Document extract
|---|
James H. Roberts, Esq., Manatt, Phelps & Phillips, for Farmland National
Beef Packing Company, an intervenor.
Jay P. Manning, Esq., Defense Commissary Agency, for the agency.
Glenn G. Wolcott, Esq., and Michael R. Golden, Esq., Office of the General
Counsel, GAO, participated in the preparation of the decision.
DIGEST
1. Where solicitation advised offerors that experience was an evaluation
factor, agency properly considered the particular benefit associated with an
offeror's experience as the incumbent.
2. Although solicitation provided that price and non-price factors were
"approximately equal" in importance, agency was not required to give equal
weight to the percentage differential between technical scores and the
percentage differential between proposed costs; rather, the source selection
official properly exercised her business judgment regarding the significance
of the differences.
DECISION
IBP, Inc. protests the Defense Commissary Agency's (DeCA) award of a
contract to Farmland National Beef Packing Company under request for
proposals (RFP) No. DECA-02-R-0010 for the sale and delivery of beef
products to various commissaries within DeCA's Eastern Region. IBP protests
that the agency failed to properly apply the solicitation's stated
evaluation factors.
We deny the protest.
BACKGROUND
Solicitation No. DECA-02-R-0010 was published on June 29, 2001 and sought
proposals to provide various beef products to nine geographical commissary
groups within DeCA's Eastern Region. [1] The solicitation contemplated a
contract, or contracts, covering each of the commissary groups for a 1-year
base period and two 1-year option periods. The solicitation provided that
proposals would be evaluated on the basis of price and non-price factors,
identified the non-price factors as technical capability and past
performance, [2] stated that these two non-price factors were "equally
important," and provided that "approximately equal" weight would be given to
price and to the combined non-price factors. RFP at 270-71. Regarding
evaluation of price, the solicitation contained a schedule of the beef
products to be sold and delivered for each commissary group, along with
estimated quantities for each item. Offerors were required to submit fixed
prices for each line item, and the solicitation provided that each offeror's
total prices would be calculated, for each commissary group, by multiplying
the offered price for each line item by the estimated quantity and totaling
the line item prices for the base year and option years.
|---|
The task
Can you pick up the protest decision on the beef contract after its last sentence and continue it? The listing after the protest decision isn't needed.
|---|
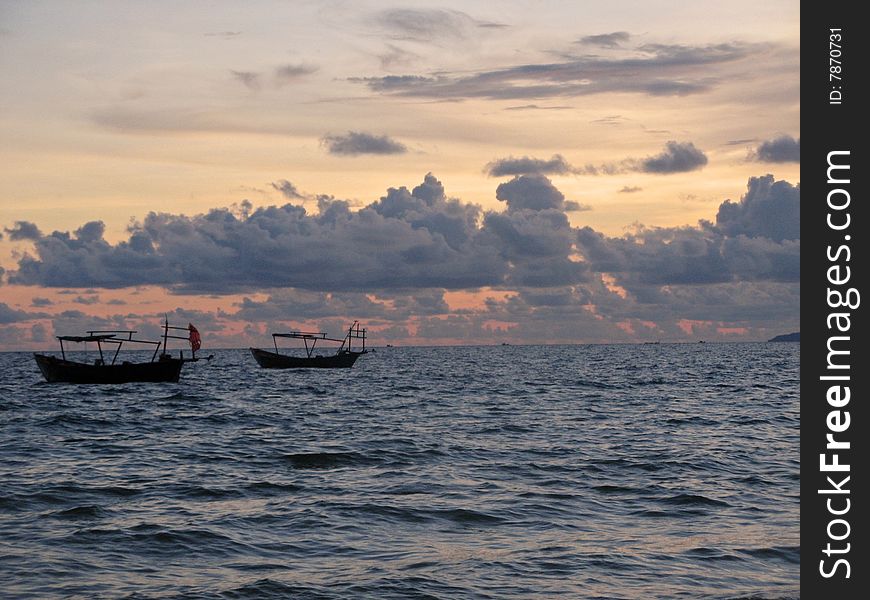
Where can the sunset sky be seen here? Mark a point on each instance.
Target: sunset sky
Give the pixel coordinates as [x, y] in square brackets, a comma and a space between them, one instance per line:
[451, 172]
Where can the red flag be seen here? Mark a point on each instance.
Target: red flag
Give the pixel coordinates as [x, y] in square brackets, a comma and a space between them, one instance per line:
[195, 341]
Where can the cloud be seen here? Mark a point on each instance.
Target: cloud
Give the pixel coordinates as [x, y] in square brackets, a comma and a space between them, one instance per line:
[289, 73]
[755, 239]
[392, 261]
[23, 230]
[606, 40]
[677, 157]
[537, 107]
[355, 143]
[287, 189]
[530, 192]
[250, 79]
[430, 25]
[778, 150]
[407, 239]
[527, 165]
[227, 35]
[769, 209]
[11, 315]
[654, 70]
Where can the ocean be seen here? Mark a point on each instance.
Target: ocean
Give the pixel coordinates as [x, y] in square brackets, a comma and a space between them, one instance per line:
|---|
Answer to the problem
Farmland and IBP each submitted initial proposals by the specified closing
date. [3] Those proposals were evaluated, discussions were conducted, and
final revised proposals were submitted and evaluated. Under each of the
evaluation factors and subfactors, the agency assigned a numerical point
score, which corresponded to an adjectival rating. The final ratings were as
follows:
IBP Farmland
Technical Capability Adjectival Numerical Adjectival Numerical
Rating Score Rating Score
Experience Excellent [deleted] Excellent [deleted]
Quality Control Excellent [deleted] Excellent [deleted]
Distribution Plan Excellent [deleted] Excellent [deleted]
Additional Support Good [deleted] Good [deleted]
Past Performance
Quality History Excellent [deleted] Excellent [deleted]
Timeliness of Excellent [deleted] Good [deleted]
Deliveries
Customer Satisfaction Excellent [deleted] Good [deleted]
Fill Rates Excellent [deleted] Good [deleted]
Total Point Score 93.50 82.10
Agency Report, Tabs 9, 12.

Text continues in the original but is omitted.